# It's Starting



## katoman (Apr 26, 2009)

About two months ago I landed a 200 thousand dollar job. Three other "contractors" invited to bid, none could even digest the drawings.

Today I turned down a 150 thousand dollar job as I don't have the time or manpower to take it on.

This is the beginning that I have predicted will happen. There simply are not enough skilled tradesmen out there. I cannot find qualified carpenters.

Let alone qualified contractors. It's only going to get worse. Good for me, but bad for the public.

I don't advertise at all, and I'm currently booked until next February. There is a ton of work I could take on if there were any qualified people to hire.

This whole scenario is pretty scary for the HO. They will only be able to choose between hack A or hack B.

Just watch the next 5 years.


----------



## cdkyle (Jul 12, 2009)

Really? What, are there no Mexican illegal immigrants there? Or, does the Canadians actually protect their border?

BTW, congratulations on the job. And, glad to hear you are booked. Heck, I wish everyone was booked.


----------



## VinylHanger (Jul 14, 2011)

cdkyle said:


> Really? What, are there no Mexican illegal immigrants there? Or, does the Canadians actually protect their border?

◆ RECORDS SHOWN
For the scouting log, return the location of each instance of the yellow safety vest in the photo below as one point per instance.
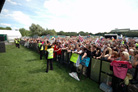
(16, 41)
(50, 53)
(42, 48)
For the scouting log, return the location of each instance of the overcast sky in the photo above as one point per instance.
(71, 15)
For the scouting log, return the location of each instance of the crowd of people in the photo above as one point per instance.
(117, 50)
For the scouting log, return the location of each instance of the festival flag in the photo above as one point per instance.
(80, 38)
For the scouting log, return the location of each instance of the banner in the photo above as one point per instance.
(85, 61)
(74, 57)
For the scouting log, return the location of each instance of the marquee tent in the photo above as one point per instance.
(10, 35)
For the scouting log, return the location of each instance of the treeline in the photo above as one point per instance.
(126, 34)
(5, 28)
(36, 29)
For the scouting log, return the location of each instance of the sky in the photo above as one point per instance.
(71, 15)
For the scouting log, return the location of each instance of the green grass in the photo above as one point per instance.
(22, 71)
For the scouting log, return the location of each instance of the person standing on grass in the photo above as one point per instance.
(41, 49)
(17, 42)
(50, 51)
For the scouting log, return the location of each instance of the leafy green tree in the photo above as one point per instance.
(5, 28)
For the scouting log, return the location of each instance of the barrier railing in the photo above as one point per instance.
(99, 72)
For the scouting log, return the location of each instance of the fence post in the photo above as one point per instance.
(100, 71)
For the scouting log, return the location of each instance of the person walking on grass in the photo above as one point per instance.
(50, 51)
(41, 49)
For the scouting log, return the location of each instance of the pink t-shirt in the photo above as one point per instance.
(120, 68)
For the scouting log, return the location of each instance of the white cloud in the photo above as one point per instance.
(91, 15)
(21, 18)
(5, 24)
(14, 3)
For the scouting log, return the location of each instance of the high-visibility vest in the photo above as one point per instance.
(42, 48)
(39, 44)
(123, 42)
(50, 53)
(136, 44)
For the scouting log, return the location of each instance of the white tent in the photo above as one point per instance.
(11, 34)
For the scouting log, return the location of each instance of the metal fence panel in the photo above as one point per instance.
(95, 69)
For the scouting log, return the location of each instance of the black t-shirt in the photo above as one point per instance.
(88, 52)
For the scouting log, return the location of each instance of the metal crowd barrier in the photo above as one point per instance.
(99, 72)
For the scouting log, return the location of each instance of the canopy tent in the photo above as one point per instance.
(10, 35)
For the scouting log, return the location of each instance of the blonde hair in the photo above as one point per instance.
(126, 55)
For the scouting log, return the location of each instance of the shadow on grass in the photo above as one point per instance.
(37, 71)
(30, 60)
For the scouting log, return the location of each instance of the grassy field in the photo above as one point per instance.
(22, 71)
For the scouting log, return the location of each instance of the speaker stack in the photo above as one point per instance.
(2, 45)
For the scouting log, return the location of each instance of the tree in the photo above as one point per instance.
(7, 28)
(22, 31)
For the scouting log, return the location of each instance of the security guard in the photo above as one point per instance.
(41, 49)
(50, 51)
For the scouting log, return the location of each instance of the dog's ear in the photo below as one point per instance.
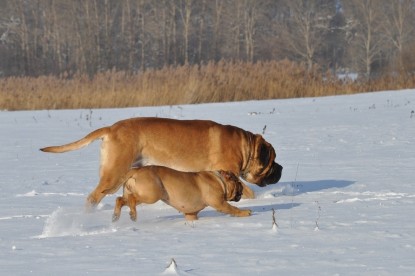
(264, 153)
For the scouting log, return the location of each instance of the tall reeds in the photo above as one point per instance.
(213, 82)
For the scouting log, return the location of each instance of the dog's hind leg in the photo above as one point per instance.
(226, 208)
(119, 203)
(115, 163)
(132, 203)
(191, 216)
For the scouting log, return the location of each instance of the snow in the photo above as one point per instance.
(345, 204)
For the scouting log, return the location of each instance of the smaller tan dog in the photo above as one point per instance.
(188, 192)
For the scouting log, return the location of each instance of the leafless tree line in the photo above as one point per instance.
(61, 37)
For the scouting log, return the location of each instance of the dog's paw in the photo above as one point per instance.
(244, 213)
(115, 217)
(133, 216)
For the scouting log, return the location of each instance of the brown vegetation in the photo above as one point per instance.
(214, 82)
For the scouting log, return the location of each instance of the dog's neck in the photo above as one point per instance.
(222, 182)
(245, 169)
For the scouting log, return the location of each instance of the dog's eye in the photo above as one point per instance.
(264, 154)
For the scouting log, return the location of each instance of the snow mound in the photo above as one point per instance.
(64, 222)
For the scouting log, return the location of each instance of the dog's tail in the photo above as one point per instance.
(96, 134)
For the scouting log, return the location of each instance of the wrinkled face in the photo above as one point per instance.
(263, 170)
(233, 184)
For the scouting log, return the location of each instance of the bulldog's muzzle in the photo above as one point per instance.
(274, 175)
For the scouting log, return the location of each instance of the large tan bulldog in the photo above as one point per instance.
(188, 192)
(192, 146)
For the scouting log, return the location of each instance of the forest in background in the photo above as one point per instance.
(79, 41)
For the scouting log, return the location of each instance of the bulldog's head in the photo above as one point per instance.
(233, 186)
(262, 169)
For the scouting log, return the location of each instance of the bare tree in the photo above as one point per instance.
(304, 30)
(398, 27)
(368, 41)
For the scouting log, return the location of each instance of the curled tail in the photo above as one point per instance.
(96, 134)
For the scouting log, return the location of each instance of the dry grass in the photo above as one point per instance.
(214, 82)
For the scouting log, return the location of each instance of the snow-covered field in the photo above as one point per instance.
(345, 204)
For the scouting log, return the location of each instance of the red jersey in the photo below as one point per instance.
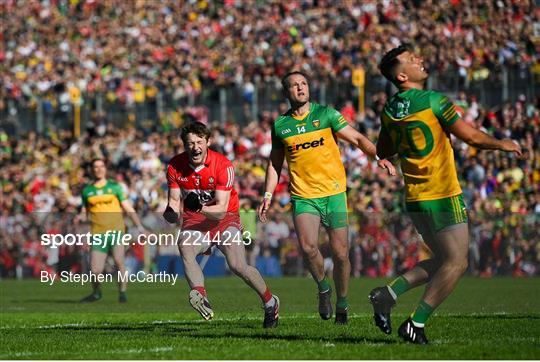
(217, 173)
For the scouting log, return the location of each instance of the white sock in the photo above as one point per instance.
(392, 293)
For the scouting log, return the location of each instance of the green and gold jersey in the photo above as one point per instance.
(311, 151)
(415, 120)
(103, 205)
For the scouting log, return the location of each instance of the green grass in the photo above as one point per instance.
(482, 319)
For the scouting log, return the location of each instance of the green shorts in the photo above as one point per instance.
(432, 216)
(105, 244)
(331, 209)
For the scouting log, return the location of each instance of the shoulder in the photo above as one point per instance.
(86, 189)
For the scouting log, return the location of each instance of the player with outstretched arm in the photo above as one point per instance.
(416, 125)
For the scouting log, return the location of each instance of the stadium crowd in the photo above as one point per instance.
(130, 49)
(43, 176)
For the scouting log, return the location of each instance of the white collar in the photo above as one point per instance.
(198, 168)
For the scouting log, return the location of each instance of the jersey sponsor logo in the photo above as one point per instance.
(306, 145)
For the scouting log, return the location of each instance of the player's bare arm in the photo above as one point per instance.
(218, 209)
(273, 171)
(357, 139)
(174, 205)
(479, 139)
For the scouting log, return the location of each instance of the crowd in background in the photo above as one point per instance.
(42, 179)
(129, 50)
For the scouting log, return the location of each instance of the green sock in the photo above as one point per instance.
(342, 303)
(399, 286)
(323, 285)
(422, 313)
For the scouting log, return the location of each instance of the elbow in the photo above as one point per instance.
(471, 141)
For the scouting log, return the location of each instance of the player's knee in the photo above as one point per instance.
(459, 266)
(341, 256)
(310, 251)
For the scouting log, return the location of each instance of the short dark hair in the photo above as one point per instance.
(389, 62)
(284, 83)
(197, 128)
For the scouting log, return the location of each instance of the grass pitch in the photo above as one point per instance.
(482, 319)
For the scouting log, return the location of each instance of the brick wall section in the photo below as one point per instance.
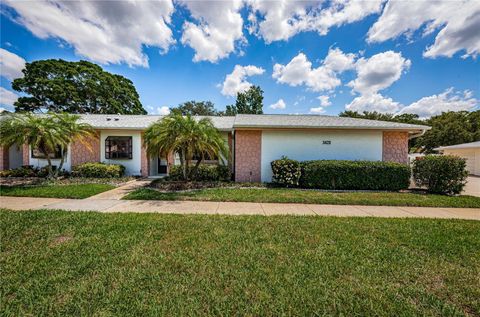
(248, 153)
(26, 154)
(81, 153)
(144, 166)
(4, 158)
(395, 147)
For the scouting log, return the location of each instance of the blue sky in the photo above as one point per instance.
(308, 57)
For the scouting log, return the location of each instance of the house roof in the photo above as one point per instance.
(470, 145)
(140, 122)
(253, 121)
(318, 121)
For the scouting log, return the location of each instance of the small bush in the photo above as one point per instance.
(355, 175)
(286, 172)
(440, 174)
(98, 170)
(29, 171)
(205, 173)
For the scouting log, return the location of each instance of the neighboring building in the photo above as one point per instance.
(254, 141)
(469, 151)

◆ OBJECTIVE
Rewrite the forum thread from "Today I turned" to "for the public.", swapping "carpenters" for "electricians". Use only the forum thread, not the records.

◆ WRITTEN SOLUTION
Today I turned down a 150 thousand dollar job as I don't have the time or manpower to take it on.

This is the beginning that I have predicted will happen. There simply are not enough skilled tradesmen out there. I cannot find qualified electricians.

Let alone qualified contractors. It's only going to get worse. Good for me, but bad for the public.